··· Trecho extraído

As ondas de Saquarema abrigarão um momento especial para a família Medina nos próximos dias. Ver Gabriel Medina na elite do surfe está longe de ser uma novidade. Porém, pela primeira vez o tricampeão mundial terá a companhia de sua irmã mais nova, Sophia Medina, numa competição do circuito. A brasileira de 19 anos segue o exemplo do irmão, mas também quer se confirmar entre as principais surfistas do planeta.

"Eu estou muito feliz. Ainda mais de competir com meu irmão. Eu comecei no surfe por causa dele, então não tem nada mais especial que isso. Eu vou poder assistir a ele e ele vai estar lá por mim também", afirmou Sophia, ao ge.globo. Será uma confraternização familiar às vésperas da partida de Gabriel rumo ao Taiti, em busca da medalha nos Jogos Olímpicos Paris 2024. Já Sophia pode mirar um pouco mais enquanto sonha com LA28.

Esta será a primeira vez de Sophia Medina no Championship Tour, a principal divisão da WSL. A brasileira costuma participar de etapas de Challenger e Qualifying Series, mas acabou convidada para substituir em Saquarema a australiana Tyler Wright, que se contundiu. Sophia é a segunda na classificação do Challenger e seus resultados respaldam o chamado. Terá a chance de se apresentar no principal palco do surfe brasileiro.

······
··· Linhas extraídas

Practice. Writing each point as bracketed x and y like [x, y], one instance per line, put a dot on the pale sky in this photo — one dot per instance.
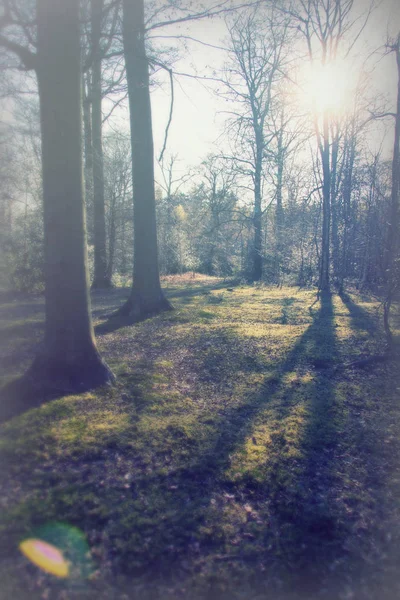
[196, 123]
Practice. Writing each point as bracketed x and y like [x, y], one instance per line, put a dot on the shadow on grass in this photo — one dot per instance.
[19, 396]
[167, 514]
[294, 492]
[359, 317]
[186, 296]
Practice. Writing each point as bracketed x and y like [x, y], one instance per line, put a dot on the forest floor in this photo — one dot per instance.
[239, 455]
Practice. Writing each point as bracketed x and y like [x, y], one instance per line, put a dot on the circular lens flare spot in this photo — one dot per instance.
[45, 556]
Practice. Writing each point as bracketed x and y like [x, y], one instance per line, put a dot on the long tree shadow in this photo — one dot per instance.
[359, 317]
[297, 531]
[115, 322]
[295, 490]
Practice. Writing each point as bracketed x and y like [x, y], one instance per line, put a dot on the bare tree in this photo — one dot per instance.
[257, 45]
[324, 26]
[69, 359]
[147, 297]
[392, 261]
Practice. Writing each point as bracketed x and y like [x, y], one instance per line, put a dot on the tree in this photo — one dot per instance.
[146, 297]
[101, 278]
[257, 42]
[392, 261]
[69, 359]
[324, 25]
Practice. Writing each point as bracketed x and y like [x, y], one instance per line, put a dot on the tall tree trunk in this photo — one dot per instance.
[257, 216]
[335, 208]
[69, 359]
[279, 216]
[100, 279]
[393, 234]
[347, 192]
[112, 235]
[147, 297]
[87, 134]
[326, 208]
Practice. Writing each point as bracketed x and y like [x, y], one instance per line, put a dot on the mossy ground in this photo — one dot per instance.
[234, 458]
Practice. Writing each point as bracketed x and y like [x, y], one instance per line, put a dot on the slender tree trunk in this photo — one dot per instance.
[101, 279]
[147, 297]
[111, 238]
[335, 209]
[87, 132]
[69, 359]
[257, 217]
[393, 234]
[347, 192]
[324, 284]
[279, 216]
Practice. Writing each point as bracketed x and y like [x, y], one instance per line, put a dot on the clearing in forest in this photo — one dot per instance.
[238, 456]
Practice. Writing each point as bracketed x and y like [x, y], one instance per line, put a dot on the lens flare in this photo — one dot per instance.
[60, 549]
[45, 556]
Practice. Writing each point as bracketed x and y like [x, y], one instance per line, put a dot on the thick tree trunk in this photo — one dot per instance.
[100, 279]
[69, 359]
[147, 297]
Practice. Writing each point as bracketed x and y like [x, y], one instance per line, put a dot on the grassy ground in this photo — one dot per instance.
[235, 458]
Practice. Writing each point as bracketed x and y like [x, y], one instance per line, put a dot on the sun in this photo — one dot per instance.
[327, 88]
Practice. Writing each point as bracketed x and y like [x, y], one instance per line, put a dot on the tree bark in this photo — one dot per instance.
[100, 279]
[393, 233]
[147, 297]
[279, 215]
[257, 216]
[324, 284]
[69, 360]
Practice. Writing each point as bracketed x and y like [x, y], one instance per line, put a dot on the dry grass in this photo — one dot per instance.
[232, 460]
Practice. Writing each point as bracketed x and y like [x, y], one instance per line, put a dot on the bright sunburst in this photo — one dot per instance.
[327, 88]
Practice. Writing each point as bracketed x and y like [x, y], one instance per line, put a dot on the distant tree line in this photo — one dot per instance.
[293, 196]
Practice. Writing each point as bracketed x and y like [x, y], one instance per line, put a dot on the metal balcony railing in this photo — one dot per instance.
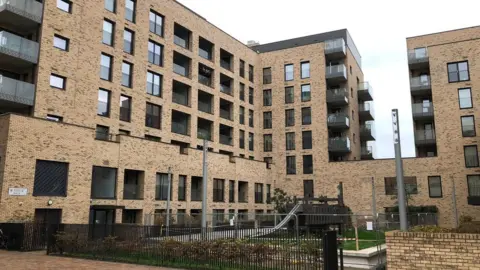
[16, 91]
[19, 47]
[30, 9]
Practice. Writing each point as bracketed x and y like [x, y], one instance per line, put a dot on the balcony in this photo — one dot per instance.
[366, 132]
[336, 73]
[364, 91]
[338, 121]
[366, 153]
[420, 86]
[21, 15]
[422, 111]
[335, 48]
[425, 137]
[365, 111]
[418, 58]
[16, 52]
[15, 93]
[337, 97]
[339, 145]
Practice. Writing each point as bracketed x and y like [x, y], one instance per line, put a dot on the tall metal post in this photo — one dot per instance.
[204, 180]
[402, 208]
[168, 199]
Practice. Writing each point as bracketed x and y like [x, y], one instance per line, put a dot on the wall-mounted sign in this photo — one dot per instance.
[17, 191]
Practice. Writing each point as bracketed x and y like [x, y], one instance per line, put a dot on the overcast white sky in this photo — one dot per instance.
[379, 29]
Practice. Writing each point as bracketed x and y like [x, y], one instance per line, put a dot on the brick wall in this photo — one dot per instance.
[407, 250]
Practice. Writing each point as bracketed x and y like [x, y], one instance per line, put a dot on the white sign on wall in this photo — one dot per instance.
[17, 191]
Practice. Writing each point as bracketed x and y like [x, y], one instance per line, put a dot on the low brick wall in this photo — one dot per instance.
[414, 250]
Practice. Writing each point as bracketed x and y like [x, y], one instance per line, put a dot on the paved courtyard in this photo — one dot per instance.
[12, 260]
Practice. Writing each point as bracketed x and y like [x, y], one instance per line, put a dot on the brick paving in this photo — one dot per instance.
[12, 260]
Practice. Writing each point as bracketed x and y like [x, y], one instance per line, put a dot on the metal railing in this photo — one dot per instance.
[27, 8]
[18, 47]
[16, 91]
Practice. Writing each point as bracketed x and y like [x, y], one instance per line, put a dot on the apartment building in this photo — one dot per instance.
[100, 99]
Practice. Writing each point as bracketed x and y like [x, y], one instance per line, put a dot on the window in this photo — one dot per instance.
[410, 185]
[242, 115]
[128, 41]
[60, 42]
[289, 94]
[130, 6]
[242, 92]
[267, 97]
[435, 186]
[104, 183]
[291, 165]
[250, 142]
[154, 84]
[306, 116]
[468, 126]
[106, 67]
[258, 193]
[471, 156]
[110, 5]
[108, 32]
[161, 187]
[250, 118]
[465, 98]
[241, 139]
[218, 190]
[152, 118]
[473, 185]
[103, 107]
[267, 143]
[307, 164]
[125, 108]
[250, 95]
[156, 23]
[127, 74]
[289, 72]
[51, 179]
[57, 81]
[306, 70]
[458, 72]
[65, 5]
[306, 95]
[267, 120]
[267, 75]
[308, 189]
[289, 118]
[155, 53]
[290, 141]
[306, 139]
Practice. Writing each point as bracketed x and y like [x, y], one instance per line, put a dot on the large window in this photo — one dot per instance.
[435, 186]
[468, 126]
[154, 84]
[153, 116]
[267, 143]
[156, 23]
[471, 156]
[50, 178]
[218, 190]
[104, 183]
[103, 106]
[108, 32]
[458, 72]
[289, 72]
[465, 98]
[291, 165]
[155, 53]
[267, 120]
[290, 141]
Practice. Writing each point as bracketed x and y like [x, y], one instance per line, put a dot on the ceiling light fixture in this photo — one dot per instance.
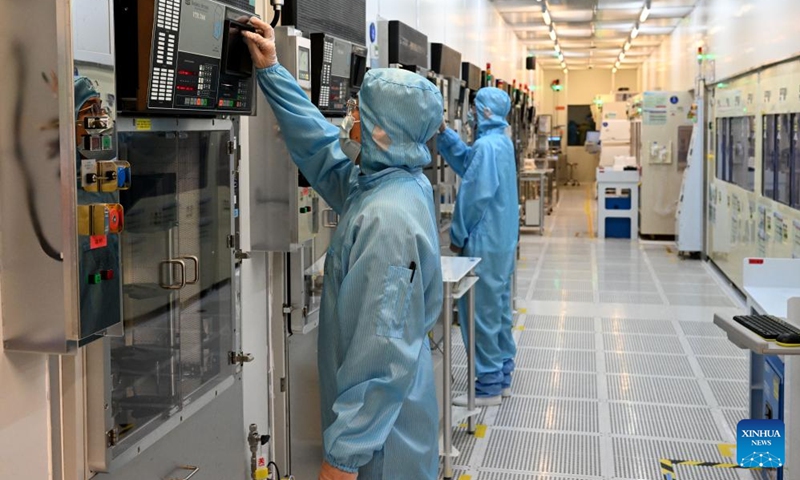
[645, 12]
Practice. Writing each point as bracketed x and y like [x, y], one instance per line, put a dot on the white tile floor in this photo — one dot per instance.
[619, 363]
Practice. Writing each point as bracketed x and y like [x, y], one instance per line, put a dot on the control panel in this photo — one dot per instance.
[192, 58]
[100, 217]
[338, 69]
[445, 61]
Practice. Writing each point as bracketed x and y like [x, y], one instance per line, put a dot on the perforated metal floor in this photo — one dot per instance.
[618, 364]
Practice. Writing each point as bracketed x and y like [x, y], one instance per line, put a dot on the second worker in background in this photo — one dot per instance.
[486, 225]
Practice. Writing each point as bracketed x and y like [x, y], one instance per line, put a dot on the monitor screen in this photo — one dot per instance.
[303, 64]
[357, 70]
[237, 56]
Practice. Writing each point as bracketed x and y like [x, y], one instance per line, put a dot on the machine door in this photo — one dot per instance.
[178, 304]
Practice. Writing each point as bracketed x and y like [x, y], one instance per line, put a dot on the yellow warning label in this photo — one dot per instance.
[144, 124]
[776, 386]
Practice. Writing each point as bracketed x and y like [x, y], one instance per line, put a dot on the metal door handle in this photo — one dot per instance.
[190, 468]
[196, 262]
[182, 269]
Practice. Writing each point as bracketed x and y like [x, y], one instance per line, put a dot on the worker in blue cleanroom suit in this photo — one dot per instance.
[486, 225]
[383, 280]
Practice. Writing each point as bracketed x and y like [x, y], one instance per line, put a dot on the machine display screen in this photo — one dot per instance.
[199, 61]
[358, 70]
[201, 28]
[340, 64]
[237, 56]
[303, 64]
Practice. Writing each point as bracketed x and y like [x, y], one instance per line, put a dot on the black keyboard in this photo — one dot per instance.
[766, 326]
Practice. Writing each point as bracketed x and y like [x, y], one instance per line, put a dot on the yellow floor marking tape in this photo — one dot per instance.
[480, 430]
[668, 466]
[727, 449]
[587, 207]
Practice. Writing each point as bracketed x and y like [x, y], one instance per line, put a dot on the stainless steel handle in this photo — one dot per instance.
[327, 215]
[171, 264]
[190, 468]
[196, 262]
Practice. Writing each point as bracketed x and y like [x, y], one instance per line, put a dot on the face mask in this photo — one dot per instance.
[350, 147]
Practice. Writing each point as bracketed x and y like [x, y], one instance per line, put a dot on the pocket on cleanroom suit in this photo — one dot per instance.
[394, 305]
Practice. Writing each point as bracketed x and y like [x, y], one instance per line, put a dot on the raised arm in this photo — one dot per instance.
[455, 152]
[312, 141]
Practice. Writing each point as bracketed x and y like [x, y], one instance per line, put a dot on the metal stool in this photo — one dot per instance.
[571, 181]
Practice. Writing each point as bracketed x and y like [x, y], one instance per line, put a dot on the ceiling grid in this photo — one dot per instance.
[584, 34]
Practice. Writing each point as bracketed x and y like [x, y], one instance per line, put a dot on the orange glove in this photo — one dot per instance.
[261, 44]
[330, 473]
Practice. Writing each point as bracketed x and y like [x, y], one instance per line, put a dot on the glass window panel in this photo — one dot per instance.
[177, 278]
[742, 160]
[206, 301]
[784, 133]
[721, 148]
[145, 361]
[796, 161]
[769, 155]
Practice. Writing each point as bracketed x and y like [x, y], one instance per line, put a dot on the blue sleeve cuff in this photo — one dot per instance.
[271, 69]
[339, 466]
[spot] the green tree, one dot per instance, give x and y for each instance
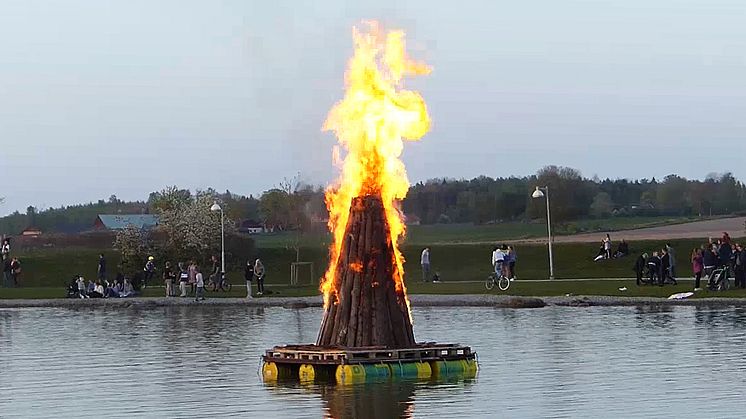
(601, 205)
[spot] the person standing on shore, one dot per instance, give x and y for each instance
(8, 278)
(739, 266)
(259, 272)
(607, 246)
(640, 267)
(672, 259)
(5, 252)
(497, 260)
(149, 269)
(425, 263)
(665, 268)
(200, 282)
(709, 263)
(15, 271)
(511, 257)
(248, 276)
(168, 279)
(101, 270)
(183, 279)
(192, 270)
(697, 267)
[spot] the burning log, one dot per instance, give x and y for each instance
(369, 309)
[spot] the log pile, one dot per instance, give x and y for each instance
(369, 310)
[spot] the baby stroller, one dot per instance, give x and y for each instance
(718, 280)
(650, 274)
(667, 277)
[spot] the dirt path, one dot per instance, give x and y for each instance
(695, 230)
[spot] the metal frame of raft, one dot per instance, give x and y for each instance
(424, 361)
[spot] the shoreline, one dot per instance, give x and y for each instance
(417, 300)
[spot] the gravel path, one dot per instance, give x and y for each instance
(420, 300)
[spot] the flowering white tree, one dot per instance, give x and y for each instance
(132, 243)
(191, 229)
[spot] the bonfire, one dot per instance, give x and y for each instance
(365, 298)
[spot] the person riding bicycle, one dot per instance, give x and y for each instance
(149, 269)
(215, 273)
(498, 257)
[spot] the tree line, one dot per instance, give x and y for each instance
(487, 200)
(293, 205)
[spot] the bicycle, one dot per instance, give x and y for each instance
(502, 282)
(222, 285)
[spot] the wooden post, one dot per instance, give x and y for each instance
(369, 310)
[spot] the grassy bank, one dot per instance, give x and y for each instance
(469, 233)
(517, 288)
(453, 262)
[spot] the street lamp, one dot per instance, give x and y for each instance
(540, 193)
(216, 207)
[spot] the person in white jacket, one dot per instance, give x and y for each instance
(425, 263)
(498, 257)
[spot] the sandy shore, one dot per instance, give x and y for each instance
(417, 301)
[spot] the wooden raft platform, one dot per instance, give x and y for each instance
(332, 355)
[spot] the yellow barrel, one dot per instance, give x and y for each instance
(470, 368)
(447, 368)
(270, 372)
(350, 374)
(306, 373)
(377, 372)
(411, 370)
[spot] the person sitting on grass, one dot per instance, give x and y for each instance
(601, 252)
(127, 289)
(98, 291)
(112, 291)
(510, 259)
(498, 259)
(654, 263)
(665, 268)
(259, 272)
(622, 249)
(82, 293)
(200, 282)
(72, 288)
(640, 267)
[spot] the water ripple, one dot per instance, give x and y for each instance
(684, 362)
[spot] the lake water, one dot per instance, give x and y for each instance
(199, 362)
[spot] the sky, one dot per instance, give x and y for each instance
(126, 97)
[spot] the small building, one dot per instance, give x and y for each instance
(31, 232)
(121, 221)
(251, 227)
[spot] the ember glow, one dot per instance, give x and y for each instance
(370, 123)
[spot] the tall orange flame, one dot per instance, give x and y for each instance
(376, 114)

······

=== Tarefa 1 ===
Responda com base no trecho:
(a) Quantos anos tem Sophia Medina?
(b) Para onde Gabriel Medina vai depois de Saquarema, e em busca de quê?
(c) Quem Sophia vai substituir em Saquarema?
=== Tarefa 2 ===
Resuma o trecho em duas frases.
=== Tarefa 3 ===
Passe para o inglês esta frase do trecho: "Sophia é a segunda na classificação do Challenger e seus resultados respaldam o chamado."
As linhas não têm nenhuma relação com o trecho.

=== Resposta completa 1 ===
(a) Ela tem 19 anos.
(b) Ele vai para o Taiti, em busca da medalha nos Jogos Olímpicos Paris 2024.
(c) Ela vai substituir a australiana Tyler Wright, que se contundiu.

=== Resposta completa 2 ===
Sophia Medina, de 19 anos, vai competir pela primeira vez no Championship Tour, a principal divisão da WSL, em Saquarema, ao lado do irmão, o tricampeão mundial Gabriel Medina. Ela foi convidada para substituir a australiana Tyler Wright, que se contundiu, e disse estar muito feliz por competir com o irmão, por causa de quem começou no surfe.

=== Resposta completa 3 ===
Sophia is second in the Challenger rankings, and her results justify the invitation.